◆ **What to produce**
Restate word for word the entries below, starting with the line with "Target: silver and blue police car" and continuing through the line with "Target: wheel arch". Include both of those lines and no others.

Exercise materials Block Start

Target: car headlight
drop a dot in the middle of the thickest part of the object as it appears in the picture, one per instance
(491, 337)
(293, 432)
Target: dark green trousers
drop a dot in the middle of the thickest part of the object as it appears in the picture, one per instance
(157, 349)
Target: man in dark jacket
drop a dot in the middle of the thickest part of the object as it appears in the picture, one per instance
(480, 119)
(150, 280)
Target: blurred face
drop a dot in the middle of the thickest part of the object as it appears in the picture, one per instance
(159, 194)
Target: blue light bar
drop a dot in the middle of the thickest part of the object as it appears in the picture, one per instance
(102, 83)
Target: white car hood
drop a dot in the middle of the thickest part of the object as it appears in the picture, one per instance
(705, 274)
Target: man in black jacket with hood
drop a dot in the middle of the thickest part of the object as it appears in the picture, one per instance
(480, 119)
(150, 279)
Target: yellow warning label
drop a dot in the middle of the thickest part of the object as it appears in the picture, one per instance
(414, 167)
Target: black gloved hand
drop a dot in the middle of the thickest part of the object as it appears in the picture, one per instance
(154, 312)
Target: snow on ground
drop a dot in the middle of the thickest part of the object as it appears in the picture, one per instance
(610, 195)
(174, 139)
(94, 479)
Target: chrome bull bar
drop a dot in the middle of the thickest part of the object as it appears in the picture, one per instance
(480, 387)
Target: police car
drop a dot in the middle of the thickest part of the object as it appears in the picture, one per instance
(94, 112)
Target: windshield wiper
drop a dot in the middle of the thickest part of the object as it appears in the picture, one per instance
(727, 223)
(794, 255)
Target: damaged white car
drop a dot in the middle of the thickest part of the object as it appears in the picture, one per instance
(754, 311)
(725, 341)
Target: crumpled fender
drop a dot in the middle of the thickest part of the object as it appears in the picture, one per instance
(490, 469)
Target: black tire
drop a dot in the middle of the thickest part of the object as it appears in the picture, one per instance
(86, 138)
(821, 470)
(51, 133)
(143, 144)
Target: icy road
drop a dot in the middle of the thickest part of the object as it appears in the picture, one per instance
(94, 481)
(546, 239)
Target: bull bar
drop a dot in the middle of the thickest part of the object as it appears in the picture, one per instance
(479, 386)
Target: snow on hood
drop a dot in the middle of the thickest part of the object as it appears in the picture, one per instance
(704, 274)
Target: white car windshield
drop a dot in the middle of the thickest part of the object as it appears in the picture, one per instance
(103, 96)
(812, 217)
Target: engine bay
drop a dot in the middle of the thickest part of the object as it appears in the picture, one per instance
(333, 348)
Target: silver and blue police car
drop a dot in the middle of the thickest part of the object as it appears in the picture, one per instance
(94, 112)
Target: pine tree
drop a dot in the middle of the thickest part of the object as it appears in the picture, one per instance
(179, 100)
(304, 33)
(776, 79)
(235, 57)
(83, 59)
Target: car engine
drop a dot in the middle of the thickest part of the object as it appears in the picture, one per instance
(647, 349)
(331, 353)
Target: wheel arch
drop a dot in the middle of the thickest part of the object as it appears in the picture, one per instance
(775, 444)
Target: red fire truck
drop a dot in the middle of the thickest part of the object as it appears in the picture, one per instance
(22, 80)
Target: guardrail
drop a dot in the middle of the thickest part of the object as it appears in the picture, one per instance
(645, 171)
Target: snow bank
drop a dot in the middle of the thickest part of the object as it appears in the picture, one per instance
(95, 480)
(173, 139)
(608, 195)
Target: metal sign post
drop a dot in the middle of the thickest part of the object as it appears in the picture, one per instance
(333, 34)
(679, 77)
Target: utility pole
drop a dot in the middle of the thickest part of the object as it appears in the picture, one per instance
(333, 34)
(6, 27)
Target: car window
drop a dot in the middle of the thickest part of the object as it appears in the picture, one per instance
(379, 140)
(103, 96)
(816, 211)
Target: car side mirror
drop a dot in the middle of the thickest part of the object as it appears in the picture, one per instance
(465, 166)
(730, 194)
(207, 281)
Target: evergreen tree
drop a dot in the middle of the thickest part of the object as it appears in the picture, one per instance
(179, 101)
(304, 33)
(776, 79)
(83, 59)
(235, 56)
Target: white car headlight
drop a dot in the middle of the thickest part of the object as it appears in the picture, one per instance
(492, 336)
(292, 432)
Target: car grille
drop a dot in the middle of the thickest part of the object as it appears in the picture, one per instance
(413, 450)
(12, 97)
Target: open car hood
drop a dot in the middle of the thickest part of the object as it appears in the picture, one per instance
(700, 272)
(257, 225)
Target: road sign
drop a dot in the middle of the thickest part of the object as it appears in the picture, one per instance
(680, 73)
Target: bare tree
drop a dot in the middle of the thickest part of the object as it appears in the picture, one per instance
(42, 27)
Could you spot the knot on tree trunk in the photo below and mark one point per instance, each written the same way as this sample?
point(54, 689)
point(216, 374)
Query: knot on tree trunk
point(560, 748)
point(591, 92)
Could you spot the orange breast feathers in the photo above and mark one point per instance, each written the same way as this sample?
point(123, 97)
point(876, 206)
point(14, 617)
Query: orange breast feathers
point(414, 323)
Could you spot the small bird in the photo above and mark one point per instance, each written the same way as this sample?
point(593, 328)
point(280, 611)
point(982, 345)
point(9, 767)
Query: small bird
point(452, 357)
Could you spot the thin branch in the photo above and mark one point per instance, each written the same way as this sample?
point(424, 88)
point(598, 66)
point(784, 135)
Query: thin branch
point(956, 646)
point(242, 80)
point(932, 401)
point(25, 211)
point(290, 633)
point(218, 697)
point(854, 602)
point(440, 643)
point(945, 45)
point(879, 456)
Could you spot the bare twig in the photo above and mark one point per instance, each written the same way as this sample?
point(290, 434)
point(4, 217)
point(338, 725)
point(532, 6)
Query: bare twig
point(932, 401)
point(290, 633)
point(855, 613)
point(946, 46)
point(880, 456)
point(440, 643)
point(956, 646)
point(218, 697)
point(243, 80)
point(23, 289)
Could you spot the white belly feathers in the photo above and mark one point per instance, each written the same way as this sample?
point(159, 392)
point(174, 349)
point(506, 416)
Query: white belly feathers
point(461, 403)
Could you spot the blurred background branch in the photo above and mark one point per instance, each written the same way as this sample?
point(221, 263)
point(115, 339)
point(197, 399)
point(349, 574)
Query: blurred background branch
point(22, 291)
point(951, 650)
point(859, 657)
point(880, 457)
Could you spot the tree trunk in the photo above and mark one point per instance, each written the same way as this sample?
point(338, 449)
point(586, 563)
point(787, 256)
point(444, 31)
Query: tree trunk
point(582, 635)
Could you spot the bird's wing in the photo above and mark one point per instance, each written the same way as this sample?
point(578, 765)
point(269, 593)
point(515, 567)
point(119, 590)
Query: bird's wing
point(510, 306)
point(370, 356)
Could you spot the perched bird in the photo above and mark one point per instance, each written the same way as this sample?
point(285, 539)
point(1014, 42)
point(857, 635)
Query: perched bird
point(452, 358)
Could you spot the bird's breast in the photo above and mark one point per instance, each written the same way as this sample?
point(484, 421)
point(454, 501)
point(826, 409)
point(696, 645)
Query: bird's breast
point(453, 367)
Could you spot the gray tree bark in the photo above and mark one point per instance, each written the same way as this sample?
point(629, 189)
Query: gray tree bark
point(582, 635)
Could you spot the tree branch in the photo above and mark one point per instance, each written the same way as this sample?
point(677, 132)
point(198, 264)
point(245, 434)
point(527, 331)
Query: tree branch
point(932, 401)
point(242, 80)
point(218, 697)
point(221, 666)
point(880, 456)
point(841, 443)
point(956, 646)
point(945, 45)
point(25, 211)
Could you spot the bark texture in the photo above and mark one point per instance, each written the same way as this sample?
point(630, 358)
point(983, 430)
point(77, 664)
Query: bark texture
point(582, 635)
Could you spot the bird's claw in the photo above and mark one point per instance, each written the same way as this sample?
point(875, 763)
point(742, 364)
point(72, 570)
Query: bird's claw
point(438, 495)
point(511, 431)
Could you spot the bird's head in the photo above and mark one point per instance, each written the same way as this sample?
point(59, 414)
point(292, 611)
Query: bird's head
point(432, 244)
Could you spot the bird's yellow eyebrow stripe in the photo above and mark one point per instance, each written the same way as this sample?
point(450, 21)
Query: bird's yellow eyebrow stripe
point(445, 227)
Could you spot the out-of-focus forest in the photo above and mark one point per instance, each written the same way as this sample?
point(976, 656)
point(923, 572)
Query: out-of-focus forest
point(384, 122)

Exercise materials Block End

◆ **Solution to the exercise**
Target: silver and blue police car
drop a dot in the middle of the thickest part of the object as it appears in the picture, one per instance
(94, 112)
Target: pine tree
drop a dot in the middle of the thickest part of the object as it appears in the picture, one per instance
(179, 100)
(304, 33)
(776, 79)
(235, 57)
(83, 59)
Target: car engine
drop a dot in the middle of the thickest part of the object as it appears in the picture, one per instance
(647, 349)
(331, 353)
Target: wheel arch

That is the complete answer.